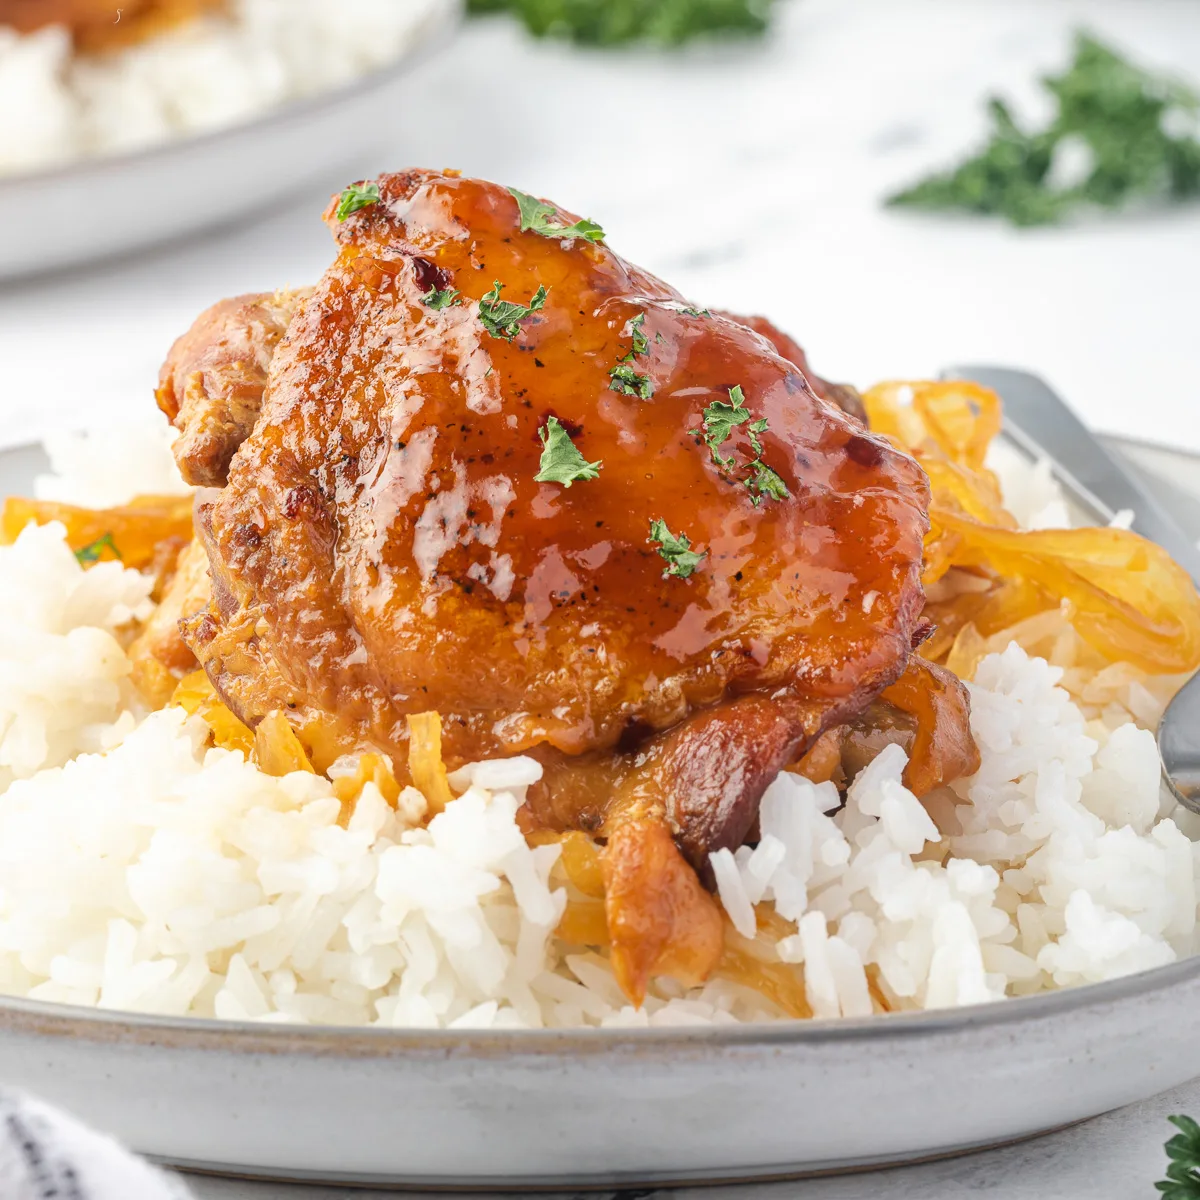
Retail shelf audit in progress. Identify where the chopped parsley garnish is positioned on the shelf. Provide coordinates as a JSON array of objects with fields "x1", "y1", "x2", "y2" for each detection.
[
  {"x1": 627, "y1": 312, "x2": 650, "y2": 355},
  {"x1": 74, "y1": 532, "x2": 120, "y2": 565},
  {"x1": 478, "y1": 280, "x2": 549, "y2": 341},
  {"x1": 468, "y1": 0, "x2": 773, "y2": 48},
  {"x1": 679, "y1": 305, "x2": 711, "y2": 317},
  {"x1": 747, "y1": 416, "x2": 769, "y2": 458},
  {"x1": 1157, "y1": 1114, "x2": 1200, "y2": 1198},
  {"x1": 607, "y1": 314, "x2": 654, "y2": 396},
  {"x1": 887, "y1": 32, "x2": 1200, "y2": 226},
  {"x1": 422, "y1": 285, "x2": 461, "y2": 310},
  {"x1": 609, "y1": 361, "x2": 653, "y2": 399},
  {"x1": 692, "y1": 384, "x2": 751, "y2": 467},
  {"x1": 534, "y1": 416, "x2": 602, "y2": 487},
  {"x1": 509, "y1": 187, "x2": 605, "y2": 243},
  {"x1": 335, "y1": 182, "x2": 381, "y2": 221},
  {"x1": 746, "y1": 461, "x2": 790, "y2": 504},
  {"x1": 692, "y1": 385, "x2": 789, "y2": 502},
  {"x1": 648, "y1": 518, "x2": 705, "y2": 579}
]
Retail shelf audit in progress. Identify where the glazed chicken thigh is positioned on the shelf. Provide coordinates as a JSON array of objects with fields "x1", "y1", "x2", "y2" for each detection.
[{"x1": 162, "y1": 169, "x2": 950, "y2": 1001}]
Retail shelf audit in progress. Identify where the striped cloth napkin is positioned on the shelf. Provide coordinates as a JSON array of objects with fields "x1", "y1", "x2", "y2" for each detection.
[{"x1": 0, "y1": 1089, "x2": 191, "y2": 1199}]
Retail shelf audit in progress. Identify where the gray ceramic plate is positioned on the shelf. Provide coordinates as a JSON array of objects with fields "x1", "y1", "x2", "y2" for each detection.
[
  {"x1": 0, "y1": 434, "x2": 1198, "y2": 1189},
  {"x1": 0, "y1": 0, "x2": 460, "y2": 280}
]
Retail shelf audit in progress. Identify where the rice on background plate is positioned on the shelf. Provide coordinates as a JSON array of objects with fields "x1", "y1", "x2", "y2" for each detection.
[
  {"x1": 0, "y1": 422, "x2": 1196, "y2": 1030},
  {"x1": 0, "y1": 0, "x2": 448, "y2": 176}
]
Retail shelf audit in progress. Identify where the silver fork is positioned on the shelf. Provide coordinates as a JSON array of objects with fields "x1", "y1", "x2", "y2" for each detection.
[{"x1": 940, "y1": 366, "x2": 1200, "y2": 812}]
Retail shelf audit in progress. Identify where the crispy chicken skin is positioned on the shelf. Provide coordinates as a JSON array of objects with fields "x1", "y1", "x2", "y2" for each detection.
[
  {"x1": 164, "y1": 169, "x2": 947, "y2": 999},
  {"x1": 156, "y1": 288, "x2": 310, "y2": 487},
  {"x1": 715, "y1": 312, "x2": 868, "y2": 425}
]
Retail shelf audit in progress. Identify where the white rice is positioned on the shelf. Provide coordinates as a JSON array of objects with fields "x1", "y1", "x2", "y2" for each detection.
[
  {"x1": 34, "y1": 423, "x2": 192, "y2": 507},
  {"x1": 0, "y1": 424, "x2": 1195, "y2": 1027},
  {"x1": 0, "y1": 0, "x2": 446, "y2": 175},
  {"x1": 0, "y1": 522, "x2": 153, "y2": 791}
]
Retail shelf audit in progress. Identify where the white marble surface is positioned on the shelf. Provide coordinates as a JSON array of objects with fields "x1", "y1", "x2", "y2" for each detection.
[
  {"x1": 1, "y1": 0, "x2": 1200, "y2": 451},
  {"x1": 178, "y1": 1075, "x2": 1199, "y2": 1198}
]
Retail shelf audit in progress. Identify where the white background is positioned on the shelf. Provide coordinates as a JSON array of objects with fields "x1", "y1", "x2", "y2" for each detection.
[{"x1": 1, "y1": 0, "x2": 1199, "y2": 452}]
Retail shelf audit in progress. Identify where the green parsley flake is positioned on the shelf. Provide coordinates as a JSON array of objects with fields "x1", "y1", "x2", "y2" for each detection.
[
  {"x1": 626, "y1": 312, "x2": 650, "y2": 355},
  {"x1": 74, "y1": 532, "x2": 121, "y2": 565},
  {"x1": 692, "y1": 385, "x2": 788, "y2": 502},
  {"x1": 609, "y1": 361, "x2": 654, "y2": 399},
  {"x1": 746, "y1": 461, "x2": 790, "y2": 504},
  {"x1": 679, "y1": 305, "x2": 711, "y2": 317},
  {"x1": 648, "y1": 518, "x2": 705, "y2": 579},
  {"x1": 747, "y1": 416, "x2": 769, "y2": 457},
  {"x1": 335, "y1": 182, "x2": 381, "y2": 221},
  {"x1": 478, "y1": 280, "x2": 549, "y2": 341},
  {"x1": 509, "y1": 187, "x2": 606, "y2": 243},
  {"x1": 534, "y1": 417, "x2": 602, "y2": 487},
  {"x1": 692, "y1": 384, "x2": 751, "y2": 467},
  {"x1": 422, "y1": 285, "x2": 461, "y2": 310}
]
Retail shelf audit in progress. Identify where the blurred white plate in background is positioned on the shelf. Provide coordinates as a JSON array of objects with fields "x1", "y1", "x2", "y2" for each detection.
[{"x1": 0, "y1": 0, "x2": 460, "y2": 281}]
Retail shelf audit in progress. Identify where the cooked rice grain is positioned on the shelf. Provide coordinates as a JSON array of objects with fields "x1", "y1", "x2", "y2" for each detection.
[{"x1": 0, "y1": 429, "x2": 1196, "y2": 1027}]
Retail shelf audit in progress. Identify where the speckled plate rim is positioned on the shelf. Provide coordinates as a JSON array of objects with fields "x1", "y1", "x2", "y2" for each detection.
[{"x1": 0, "y1": 0, "x2": 462, "y2": 193}]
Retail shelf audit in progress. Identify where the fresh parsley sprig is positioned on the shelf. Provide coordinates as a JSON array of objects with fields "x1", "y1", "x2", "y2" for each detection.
[
  {"x1": 693, "y1": 384, "x2": 752, "y2": 467},
  {"x1": 648, "y1": 518, "x2": 705, "y2": 579},
  {"x1": 74, "y1": 532, "x2": 120, "y2": 565},
  {"x1": 888, "y1": 32, "x2": 1200, "y2": 226},
  {"x1": 336, "y1": 182, "x2": 381, "y2": 221},
  {"x1": 747, "y1": 416, "x2": 769, "y2": 458},
  {"x1": 607, "y1": 311, "x2": 655, "y2": 396},
  {"x1": 478, "y1": 280, "x2": 549, "y2": 341},
  {"x1": 609, "y1": 362, "x2": 653, "y2": 399},
  {"x1": 509, "y1": 187, "x2": 605, "y2": 243},
  {"x1": 423, "y1": 286, "x2": 461, "y2": 310},
  {"x1": 747, "y1": 461, "x2": 790, "y2": 502},
  {"x1": 534, "y1": 417, "x2": 602, "y2": 487},
  {"x1": 1157, "y1": 1115, "x2": 1200, "y2": 1198},
  {"x1": 626, "y1": 312, "x2": 649, "y2": 355},
  {"x1": 692, "y1": 385, "x2": 789, "y2": 503}
]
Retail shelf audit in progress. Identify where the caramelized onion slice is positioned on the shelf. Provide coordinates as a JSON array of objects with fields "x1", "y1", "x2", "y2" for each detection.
[
  {"x1": 171, "y1": 668, "x2": 255, "y2": 756},
  {"x1": 407, "y1": 712, "x2": 455, "y2": 817},
  {"x1": 863, "y1": 380, "x2": 1001, "y2": 471},
  {"x1": 602, "y1": 817, "x2": 724, "y2": 1007},
  {"x1": 864, "y1": 379, "x2": 1200, "y2": 676},
  {"x1": 255, "y1": 710, "x2": 316, "y2": 777},
  {"x1": 0, "y1": 494, "x2": 194, "y2": 570},
  {"x1": 934, "y1": 513, "x2": 1200, "y2": 675},
  {"x1": 879, "y1": 657, "x2": 980, "y2": 795}
]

◆ **Aim of the exercise**: Could you output exactly the lines from the one containing "Retail shelf audit in progress. Identify where the caramelized" to the end of the entries above, both included, and no others?

◆ **Answer to the problem**:
Retail shelf audit in progress. Identify where the caramelized onion slice is positioned on the shelf. Provide coordinates as a JSON array of objects with fields "x1", "y1", "x2", "y2" for each detection.
[
  {"x1": 171, "y1": 668, "x2": 255, "y2": 756},
  {"x1": 407, "y1": 712, "x2": 455, "y2": 817},
  {"x1": 863, "y1": 380, "x2": 1001, "y2": 471},
  {"x1": 602, "y1": 817, "x2": 724, "y2": 1007},
  {"x1": 864, "y1": 379, "x2": 1200, "y2": 676},
  {"x1": 255, "y1": 710, "x2": 316, "y2": 777},
  {"x1": 0, "y1": 494, "x2": 194, "y2": 570},
  {"x1": 934, "y1": 513, "x2": 1200, "y2": 675},
  {"x1": 879, "y1": 657, "x2": 980, "y2": 795}
]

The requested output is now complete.